=== Text provided ===

* * * * * * * * *

Steven "Steve" Reick ( ) is an American politician. He is currently a member of the Illinois House of Representatives, representing the 63rd district since January 2017. The district, located in the McHenry area, includes all or parts of Harvard, Marengo, Woodstock, Bull Valley, Wonder Lake, Illinois, Greenwood, McHenry, Fox Lake, Spring Grove, Johnsburg and Lakemoor.

Early life and education
Reick was born and raised in Kankakee, Illinois, graduating from Herscher High School in 1971. Being the first person in his family to attend college, he graduated from University of Illinois in 1975 with a bachelor's degree in Accountancy and went on to earn a Juris Doctor and a master's degree in Accountancy and Taxation from the University of Georgia in 1980.

Career
Reick is a self-employed tax attorney. He began his profession in 1982, when he and his wife moved to Woodstock, Illinois.

Illinois House of Representatives
Reick unsuccessfully ran for State Representative in 2014, losing to incumbent Democrat Jack D. Franks. Reick won 41.46% of the vote to Franks' 58.54%.

Reick ran again in 2016. Reick won the Republican primary and was set to face Franks again. Franks dropped out of the race in May to run for McHenry County Board Chairman, being replaced with John Bartman. Reick won the November 8 general election with 56.5% of the vote. He took office on January 11, 2017.

* * * * * * * * *

=== Provided data ===
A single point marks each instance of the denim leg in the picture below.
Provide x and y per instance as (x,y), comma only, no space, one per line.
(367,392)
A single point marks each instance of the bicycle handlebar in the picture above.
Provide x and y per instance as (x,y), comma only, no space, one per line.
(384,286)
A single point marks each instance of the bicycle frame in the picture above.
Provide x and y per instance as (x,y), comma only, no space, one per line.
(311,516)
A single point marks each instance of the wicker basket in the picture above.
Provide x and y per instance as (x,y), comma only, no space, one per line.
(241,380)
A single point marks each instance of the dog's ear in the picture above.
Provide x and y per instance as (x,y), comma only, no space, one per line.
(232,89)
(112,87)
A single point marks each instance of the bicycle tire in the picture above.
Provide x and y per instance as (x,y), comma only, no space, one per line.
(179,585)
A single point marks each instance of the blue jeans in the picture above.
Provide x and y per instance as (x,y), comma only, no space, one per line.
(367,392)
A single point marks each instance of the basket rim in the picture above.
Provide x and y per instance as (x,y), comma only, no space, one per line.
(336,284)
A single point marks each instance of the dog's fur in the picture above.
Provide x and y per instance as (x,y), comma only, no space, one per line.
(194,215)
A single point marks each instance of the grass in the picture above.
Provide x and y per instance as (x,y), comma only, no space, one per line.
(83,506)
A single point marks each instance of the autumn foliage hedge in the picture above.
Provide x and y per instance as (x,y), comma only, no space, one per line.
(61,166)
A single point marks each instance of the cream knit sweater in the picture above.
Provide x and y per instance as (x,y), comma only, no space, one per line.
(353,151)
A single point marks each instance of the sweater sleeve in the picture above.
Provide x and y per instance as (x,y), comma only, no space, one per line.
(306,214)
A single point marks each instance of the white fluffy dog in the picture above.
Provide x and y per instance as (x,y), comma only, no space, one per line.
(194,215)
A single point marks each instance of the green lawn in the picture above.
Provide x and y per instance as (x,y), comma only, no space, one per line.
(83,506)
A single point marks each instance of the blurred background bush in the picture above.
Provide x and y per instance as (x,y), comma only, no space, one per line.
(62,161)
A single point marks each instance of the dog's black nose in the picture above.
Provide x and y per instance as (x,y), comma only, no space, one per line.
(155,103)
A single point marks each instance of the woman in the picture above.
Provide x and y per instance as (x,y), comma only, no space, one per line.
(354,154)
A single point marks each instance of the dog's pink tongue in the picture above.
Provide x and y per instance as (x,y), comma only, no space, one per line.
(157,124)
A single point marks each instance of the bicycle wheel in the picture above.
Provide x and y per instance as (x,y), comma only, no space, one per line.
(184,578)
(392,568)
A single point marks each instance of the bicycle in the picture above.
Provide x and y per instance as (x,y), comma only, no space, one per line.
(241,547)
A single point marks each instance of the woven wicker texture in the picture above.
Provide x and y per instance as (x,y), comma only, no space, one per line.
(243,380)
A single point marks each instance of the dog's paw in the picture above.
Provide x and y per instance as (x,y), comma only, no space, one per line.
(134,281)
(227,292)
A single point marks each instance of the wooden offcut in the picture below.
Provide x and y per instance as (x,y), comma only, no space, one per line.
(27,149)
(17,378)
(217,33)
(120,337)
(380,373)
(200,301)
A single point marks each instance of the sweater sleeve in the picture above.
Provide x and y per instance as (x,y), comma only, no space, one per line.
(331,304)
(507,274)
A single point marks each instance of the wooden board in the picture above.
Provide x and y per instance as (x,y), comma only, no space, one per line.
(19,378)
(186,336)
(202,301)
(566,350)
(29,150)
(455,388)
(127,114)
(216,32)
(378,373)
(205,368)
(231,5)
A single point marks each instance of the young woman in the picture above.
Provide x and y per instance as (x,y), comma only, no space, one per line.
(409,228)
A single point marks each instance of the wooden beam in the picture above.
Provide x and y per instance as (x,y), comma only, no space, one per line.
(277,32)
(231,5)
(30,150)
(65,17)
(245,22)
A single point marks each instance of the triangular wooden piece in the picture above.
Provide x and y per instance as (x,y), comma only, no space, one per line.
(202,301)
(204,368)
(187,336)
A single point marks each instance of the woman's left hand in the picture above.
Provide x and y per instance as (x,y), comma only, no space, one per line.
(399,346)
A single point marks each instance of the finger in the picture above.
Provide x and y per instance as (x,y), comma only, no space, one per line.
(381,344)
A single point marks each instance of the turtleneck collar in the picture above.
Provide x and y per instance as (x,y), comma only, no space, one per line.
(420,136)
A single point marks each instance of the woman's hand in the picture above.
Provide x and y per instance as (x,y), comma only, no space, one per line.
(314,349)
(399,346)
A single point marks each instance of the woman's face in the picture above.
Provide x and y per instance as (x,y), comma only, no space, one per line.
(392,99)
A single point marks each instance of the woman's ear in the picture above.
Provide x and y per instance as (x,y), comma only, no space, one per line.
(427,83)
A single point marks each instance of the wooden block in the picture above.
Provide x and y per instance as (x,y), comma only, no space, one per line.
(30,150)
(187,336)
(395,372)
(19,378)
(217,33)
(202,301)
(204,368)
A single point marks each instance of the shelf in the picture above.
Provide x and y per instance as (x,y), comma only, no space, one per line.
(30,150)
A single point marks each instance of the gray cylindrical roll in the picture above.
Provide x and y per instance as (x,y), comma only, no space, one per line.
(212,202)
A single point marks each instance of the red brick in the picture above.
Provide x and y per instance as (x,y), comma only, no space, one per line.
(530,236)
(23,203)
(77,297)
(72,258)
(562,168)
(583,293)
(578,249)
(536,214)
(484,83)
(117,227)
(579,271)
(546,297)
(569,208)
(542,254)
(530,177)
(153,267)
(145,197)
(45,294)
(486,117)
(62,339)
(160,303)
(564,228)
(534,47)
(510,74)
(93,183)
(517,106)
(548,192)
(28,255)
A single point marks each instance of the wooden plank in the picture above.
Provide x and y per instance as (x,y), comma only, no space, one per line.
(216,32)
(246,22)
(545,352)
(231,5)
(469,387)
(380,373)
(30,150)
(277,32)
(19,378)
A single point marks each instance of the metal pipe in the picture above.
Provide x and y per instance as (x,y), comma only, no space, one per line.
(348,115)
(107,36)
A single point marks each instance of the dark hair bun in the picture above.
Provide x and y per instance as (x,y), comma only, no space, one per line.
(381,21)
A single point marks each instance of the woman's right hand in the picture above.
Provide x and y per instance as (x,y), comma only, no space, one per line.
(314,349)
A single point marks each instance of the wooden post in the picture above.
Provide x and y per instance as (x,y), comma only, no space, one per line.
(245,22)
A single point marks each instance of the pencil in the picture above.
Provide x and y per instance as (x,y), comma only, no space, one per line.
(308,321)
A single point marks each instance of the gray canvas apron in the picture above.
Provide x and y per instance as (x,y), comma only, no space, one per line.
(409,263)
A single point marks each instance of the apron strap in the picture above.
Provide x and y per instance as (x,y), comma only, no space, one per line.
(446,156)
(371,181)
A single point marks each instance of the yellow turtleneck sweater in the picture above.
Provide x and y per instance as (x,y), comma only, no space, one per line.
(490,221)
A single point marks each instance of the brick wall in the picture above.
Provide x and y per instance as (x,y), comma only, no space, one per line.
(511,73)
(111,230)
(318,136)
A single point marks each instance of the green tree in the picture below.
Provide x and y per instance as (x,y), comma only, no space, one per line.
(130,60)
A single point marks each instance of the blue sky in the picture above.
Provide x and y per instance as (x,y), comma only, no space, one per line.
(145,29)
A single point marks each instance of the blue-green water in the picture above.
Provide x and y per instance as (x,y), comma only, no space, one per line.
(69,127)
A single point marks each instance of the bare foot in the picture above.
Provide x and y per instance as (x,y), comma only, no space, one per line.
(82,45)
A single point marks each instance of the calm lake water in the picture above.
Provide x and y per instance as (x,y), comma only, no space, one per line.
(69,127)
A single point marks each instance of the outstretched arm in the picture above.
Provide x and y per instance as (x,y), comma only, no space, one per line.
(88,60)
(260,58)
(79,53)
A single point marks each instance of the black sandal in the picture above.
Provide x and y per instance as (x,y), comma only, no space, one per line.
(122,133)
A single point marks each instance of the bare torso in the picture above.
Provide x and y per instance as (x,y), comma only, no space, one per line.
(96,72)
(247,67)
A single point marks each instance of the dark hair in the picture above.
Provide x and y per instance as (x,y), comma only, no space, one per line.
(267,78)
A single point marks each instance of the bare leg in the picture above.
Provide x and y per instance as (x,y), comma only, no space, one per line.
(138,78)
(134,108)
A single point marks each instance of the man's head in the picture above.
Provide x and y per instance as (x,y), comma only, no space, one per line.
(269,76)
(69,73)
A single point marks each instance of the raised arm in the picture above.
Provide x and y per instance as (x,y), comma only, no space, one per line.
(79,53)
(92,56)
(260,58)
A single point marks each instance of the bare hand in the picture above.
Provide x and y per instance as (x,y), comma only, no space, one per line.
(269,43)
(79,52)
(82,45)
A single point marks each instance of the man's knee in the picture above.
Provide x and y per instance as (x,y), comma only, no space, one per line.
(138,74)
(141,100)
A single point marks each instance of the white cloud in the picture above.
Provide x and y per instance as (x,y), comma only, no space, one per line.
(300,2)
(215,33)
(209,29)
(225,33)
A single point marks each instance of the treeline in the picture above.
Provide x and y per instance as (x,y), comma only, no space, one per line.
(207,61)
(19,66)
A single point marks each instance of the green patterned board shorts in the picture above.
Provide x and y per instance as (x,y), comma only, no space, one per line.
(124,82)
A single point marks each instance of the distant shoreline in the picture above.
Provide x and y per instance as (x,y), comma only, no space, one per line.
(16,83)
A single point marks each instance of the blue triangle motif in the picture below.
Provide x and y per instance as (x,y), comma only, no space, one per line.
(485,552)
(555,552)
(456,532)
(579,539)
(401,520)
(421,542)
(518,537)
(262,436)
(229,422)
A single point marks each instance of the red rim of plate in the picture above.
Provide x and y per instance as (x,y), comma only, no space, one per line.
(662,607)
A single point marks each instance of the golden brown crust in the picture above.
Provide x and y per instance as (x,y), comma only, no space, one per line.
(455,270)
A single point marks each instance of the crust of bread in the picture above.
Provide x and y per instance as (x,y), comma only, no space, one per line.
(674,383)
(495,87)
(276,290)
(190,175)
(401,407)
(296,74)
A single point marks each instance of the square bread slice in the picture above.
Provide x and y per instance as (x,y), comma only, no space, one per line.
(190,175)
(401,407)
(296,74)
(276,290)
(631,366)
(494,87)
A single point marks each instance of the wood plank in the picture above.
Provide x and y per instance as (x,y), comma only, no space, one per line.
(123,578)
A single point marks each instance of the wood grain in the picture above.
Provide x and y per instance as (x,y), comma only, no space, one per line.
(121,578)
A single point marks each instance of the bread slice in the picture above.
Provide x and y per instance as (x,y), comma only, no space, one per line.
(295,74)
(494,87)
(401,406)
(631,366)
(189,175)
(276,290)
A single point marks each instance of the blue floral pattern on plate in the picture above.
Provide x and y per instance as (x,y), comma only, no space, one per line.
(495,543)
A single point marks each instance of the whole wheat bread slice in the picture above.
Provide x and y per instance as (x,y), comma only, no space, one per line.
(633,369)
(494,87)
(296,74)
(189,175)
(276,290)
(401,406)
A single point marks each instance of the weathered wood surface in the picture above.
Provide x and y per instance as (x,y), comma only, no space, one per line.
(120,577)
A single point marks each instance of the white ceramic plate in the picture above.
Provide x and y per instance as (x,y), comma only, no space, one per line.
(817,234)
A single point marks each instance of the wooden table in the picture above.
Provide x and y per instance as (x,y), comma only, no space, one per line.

* * * * * * * * *

=== Objectives ===
1. Answer these questions using the Steve Reick biography above the entries.
(a) In what year did Reick graduate from Herscher High School?
(b) To which town did Reick and his wife move in 1982?
(c) What percentage of the vote did Reick win in the November 8 general election?
2. Pick up the Steve Reick biography after its final sentence and continue it.

=== Answers to the problems ===
1.
(a) 1971
(b) Woodstock, Illinois
(c) 56.5%

2.
As of July 2022, Reick is a member of the following Illinois House committees:

 Appropriations - Elementary & Secondary Education Committee (HAPE)
 Elementary & Secondary Education: School Curriculum & Policies Committee (HELM)
 Labor & Commerce Committee (HLBR)
 Revenue & Finance Committee (HREF)
 Wage Policy & Study Subcommittee (HLBR-WAGE)

Electoral history

Personal life
Reick is married to his wife Deb, and together they have three children and four grandchildren. Reick lives in Woodstock, Illinois.

In May 2019, Reick was arrested and charged with driving under the influence.

References

External links
Representative Steven Reick (R) 63rd District at the Illinois General Assembly
100th,101st
Campaign website
Steven Reick, law
Profile at Ballotpedia

Republican Party members of the Illinois House of Representatives
Illinois lawyers
Living people
21st-century American politicians
University of Illinois alumni
University of Georgia alumni
People from Kankakee, Illinois
People from Woodstock, Illinois
Year of birth missing (living people)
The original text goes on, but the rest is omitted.